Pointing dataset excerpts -
>>>>>

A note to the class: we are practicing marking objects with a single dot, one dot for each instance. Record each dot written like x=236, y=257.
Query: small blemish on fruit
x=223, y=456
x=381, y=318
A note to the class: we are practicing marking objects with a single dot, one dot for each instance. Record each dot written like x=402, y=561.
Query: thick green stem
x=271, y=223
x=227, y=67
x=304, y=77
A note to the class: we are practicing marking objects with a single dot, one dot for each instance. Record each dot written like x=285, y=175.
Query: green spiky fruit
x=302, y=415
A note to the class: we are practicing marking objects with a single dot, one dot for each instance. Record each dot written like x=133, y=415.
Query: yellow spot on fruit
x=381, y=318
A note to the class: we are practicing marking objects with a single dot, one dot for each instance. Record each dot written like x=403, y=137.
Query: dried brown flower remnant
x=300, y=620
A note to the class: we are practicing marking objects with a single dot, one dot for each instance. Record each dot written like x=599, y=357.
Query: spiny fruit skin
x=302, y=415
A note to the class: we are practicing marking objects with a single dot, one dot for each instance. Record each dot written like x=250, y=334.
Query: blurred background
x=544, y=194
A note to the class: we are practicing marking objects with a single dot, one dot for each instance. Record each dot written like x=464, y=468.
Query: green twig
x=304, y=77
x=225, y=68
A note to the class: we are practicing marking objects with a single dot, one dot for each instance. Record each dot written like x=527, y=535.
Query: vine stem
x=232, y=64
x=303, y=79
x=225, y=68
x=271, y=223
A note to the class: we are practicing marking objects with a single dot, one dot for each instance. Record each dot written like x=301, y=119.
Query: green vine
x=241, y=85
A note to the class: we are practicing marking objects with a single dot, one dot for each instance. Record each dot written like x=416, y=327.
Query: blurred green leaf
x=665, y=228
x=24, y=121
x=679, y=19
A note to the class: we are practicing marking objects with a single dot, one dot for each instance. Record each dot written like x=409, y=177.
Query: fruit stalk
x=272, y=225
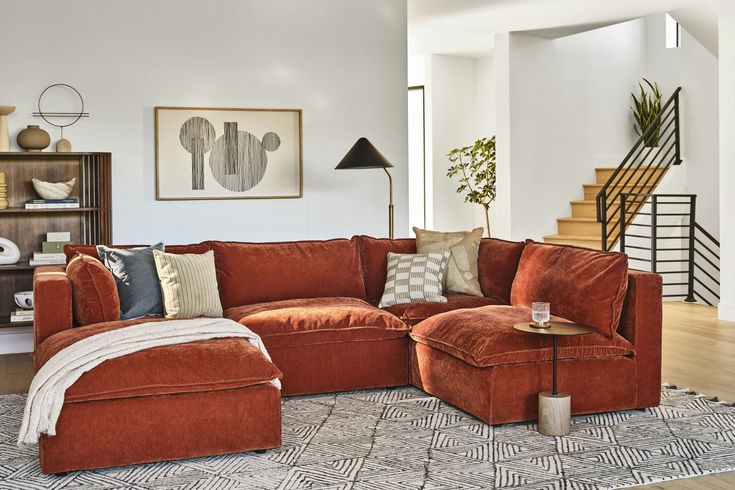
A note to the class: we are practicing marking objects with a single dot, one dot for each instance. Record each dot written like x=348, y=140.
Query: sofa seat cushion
x=250, y=273
x=583, y=285
x=413, y=313
x=313, y=321
x=485, y=337
x=207, y=365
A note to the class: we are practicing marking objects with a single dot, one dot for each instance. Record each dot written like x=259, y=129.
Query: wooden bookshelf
x=91, y=223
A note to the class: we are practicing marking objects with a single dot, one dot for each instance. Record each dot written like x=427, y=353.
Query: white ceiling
x=467, y=27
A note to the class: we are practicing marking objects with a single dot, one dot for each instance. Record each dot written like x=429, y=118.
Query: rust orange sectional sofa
x=314, y=303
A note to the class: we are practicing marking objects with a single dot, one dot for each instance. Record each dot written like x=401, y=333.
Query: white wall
x=460, y=108
x=567, y=104
x=727, y=159
x=695, y=69
x=342, y=61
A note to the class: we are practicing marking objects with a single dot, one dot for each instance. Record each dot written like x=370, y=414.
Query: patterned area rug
x=404, y=439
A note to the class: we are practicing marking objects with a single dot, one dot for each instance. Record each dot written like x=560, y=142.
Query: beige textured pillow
x=414, y=278
x=464, y=246
x=188, y=285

<<<<<

The task - Copy the items again, starting at the line that contains "like x=429, y=118." and stopping after the line that contains "x=342, y=61", with every line included. Offset each answer coordinate by adding 41 to it.

Written response -
A note to the class: we are practicing marking objects with a single dot, one dot for each instance. Record each dot written like x=429, y=118.
Query: rust orange sectional sofa
x=355, y=344
A note to the class: we are practicing marking objects with a single dot, one dot for each instance. Record each dot written like x=401, y=333.
Query: white wall
x=501, y=149
x=608, y=145
x=768, y=200
x=736, y=110
x=383, y=102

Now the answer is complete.